### Problem details
Count how many lines of the records that follow contain the string "below", with case counting, and give only that number.

[Saved entries]
________________

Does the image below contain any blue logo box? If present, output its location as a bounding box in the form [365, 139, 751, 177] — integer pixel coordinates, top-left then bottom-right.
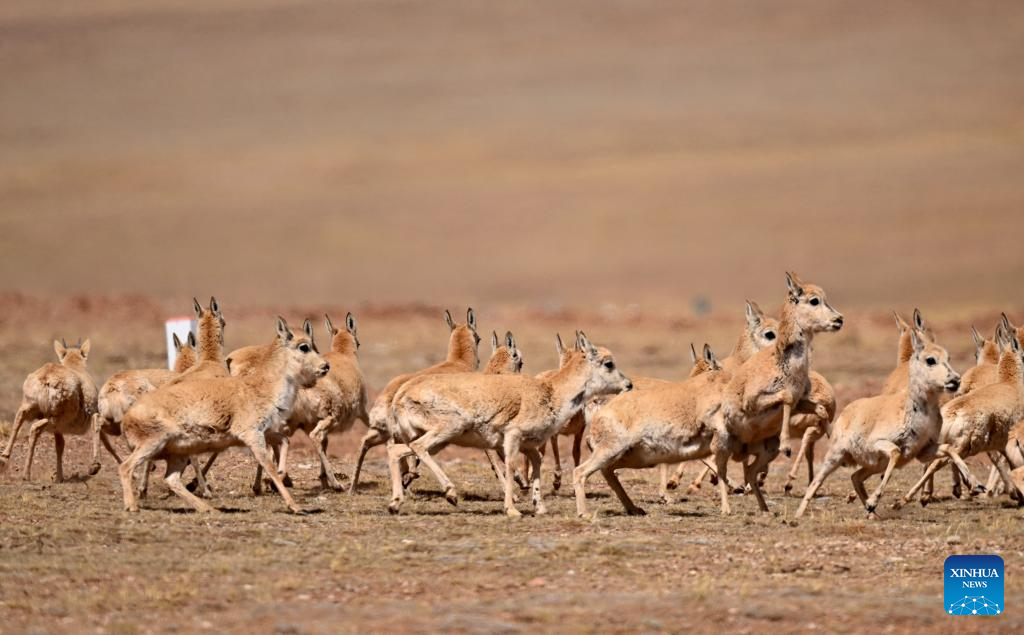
[943, 555, 1006, 616]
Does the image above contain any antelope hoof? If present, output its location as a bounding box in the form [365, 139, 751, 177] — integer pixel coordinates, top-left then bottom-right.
[444, 488, 459, 507]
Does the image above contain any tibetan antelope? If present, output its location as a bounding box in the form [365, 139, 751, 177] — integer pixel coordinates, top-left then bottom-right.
[96, 332, 197, 464]
[348, 308, 480, 494]
[572, 344, 729, 516]
[227, 313, 369, 494]
[167, 298, 228, 385]
[0, 339, 99, 482]
[388, 332, 633, 517]
[119, 318, 330, 513]
[897, 314, 1024, 505]
[796, 329, 959, 518]
[713, 273, 843, 514]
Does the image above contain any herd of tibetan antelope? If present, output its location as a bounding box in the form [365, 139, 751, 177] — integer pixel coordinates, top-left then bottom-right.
[0, 273, 1024, 518]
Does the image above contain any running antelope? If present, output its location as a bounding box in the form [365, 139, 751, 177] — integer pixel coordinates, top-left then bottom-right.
[797, 329, 961, 518]
[167, 298, 228, 385]
[228, 313, 370, 494]
[572, 344, 729, 516]
[348, 308, 480, 494]
[119, 318, 331, 513]
[97, 332, 197, 464]
[713, 273, 843, 514]
[897, 314, 1024, 506]
[388, 332, 633, 517]
[0, 339, 99, 482]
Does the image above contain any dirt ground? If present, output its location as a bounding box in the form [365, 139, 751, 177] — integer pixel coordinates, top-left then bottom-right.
[0, 297, 1024, 633]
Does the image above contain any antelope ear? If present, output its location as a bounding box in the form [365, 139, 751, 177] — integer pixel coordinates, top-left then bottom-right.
[999, 313, 1017, 333]
[746, 300, 764, 331]
[971, 325, 985, 350]
[785, 271, 804, 300]
[893, 311, 910, 335]
[578, 331, 597, 359]
[910, 329, 925, 353]
[276, 315, 294, 342]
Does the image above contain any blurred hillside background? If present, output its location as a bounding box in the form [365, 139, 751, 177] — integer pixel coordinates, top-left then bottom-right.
[0, 0, 1024, 310]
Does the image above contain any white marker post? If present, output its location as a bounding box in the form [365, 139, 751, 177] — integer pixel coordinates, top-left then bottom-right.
[164, 318, 196, 370]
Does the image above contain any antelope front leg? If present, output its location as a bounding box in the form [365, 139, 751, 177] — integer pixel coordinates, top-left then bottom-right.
[715, 451, 732, 515]
[522, 448, 548, 516]
[864, 441, 901, 515]
[504, 430, 524, 518]
[22, 419, 50, 480]
[99, 430, 121, 465]
[385, 440, 413, 514]
[893, 456, 949, 509]
[243, 431, 302, 514]
[348, 428, 387, 495]
[89, 413, 101, 476]
[53, 430, 63, 482]
[0, 408, 29, 472]
[778, 395, 793, 456]
[542, 432, 562, 494]
[309, 419, 342, 492]
[783, 426, 821, 494]
[679, 461, 712, 494]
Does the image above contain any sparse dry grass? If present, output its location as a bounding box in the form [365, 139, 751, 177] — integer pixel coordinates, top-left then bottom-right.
[0, 301, 1024, 633]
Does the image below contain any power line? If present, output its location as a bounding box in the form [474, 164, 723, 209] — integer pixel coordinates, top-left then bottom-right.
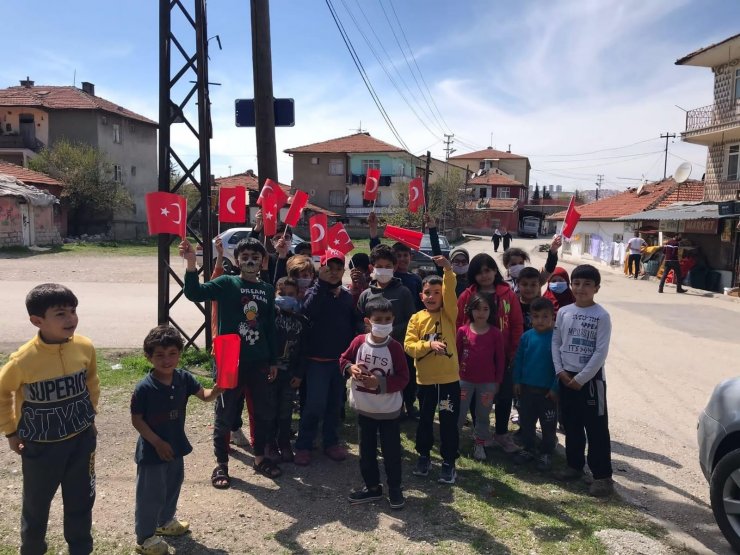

________________

### Correct output
2